### PROBLEM DETAILS:
Copy all lines containing the string "roof" from the records below.

### TASK INPUT:
++++++++
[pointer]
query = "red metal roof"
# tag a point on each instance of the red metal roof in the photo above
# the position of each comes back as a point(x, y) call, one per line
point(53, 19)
++++++++
### ANSWER AREA:
query = "red metal roof"
# tag a point on each instance of the red metal roof in the photo above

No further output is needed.